*Directive:* From the items below, copy every line that contains the string "this". The match is case-sensitive.
* * * * * * * * *
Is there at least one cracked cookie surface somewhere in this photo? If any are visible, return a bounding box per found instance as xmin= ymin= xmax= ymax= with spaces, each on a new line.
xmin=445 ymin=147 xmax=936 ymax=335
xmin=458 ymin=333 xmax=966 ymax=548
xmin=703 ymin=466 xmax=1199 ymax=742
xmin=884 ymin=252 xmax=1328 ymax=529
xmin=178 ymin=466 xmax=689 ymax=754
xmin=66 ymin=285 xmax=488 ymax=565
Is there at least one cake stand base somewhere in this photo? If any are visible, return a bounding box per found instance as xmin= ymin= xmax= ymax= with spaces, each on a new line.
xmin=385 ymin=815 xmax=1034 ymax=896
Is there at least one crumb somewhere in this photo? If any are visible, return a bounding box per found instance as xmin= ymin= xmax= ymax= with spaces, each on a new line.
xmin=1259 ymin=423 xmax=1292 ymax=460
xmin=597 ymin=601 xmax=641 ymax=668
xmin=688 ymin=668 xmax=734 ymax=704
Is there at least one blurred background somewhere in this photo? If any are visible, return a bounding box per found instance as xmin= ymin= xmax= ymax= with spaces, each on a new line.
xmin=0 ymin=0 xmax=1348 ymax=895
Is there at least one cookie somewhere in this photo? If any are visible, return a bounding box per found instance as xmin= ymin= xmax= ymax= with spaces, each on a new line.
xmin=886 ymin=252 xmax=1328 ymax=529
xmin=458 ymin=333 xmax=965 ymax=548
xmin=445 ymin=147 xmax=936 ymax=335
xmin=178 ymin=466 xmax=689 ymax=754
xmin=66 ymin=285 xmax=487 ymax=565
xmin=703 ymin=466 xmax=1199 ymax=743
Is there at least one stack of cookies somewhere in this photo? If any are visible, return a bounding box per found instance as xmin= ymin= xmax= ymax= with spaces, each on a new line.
* * * * * * * * *
*Problem solution:*
Is there at least one cracked cookie surface somewhere in this photo? If any are visible, return a bounding box per found instance as xmin= ymin= xmax= ymax= with spaces, each on a new line.
Is there at least one cake stand base somewhere in this photo? If any are visible, return a bounding box per found instance as xmin= ymin= xmax= ymax= with spaces, each on a new line.
Is there at least one crumb somewhere in this photo? If any are visible, return a bounding box per found instance as xmin= ymin= xmax= ymax= with spaces, each on a new line.
Is there at least one blurred background somewhere in this photo? If any are visible, return a bounding box per found instance as xmin= ymin= xmax= ymax= with spaces, each on a new line.
Is there at least one cookie somewhere in this photo? If any are visible, return a bounding box per found instance as xmin= ymin= xmax= ymax= with spaces, each on a new line.
Is there at least one stack of cookies somewhere in this photo? If any are visible, return a bounding box per found instance as xmin= ymin= xmax= ymax= with spaces, each on a new line.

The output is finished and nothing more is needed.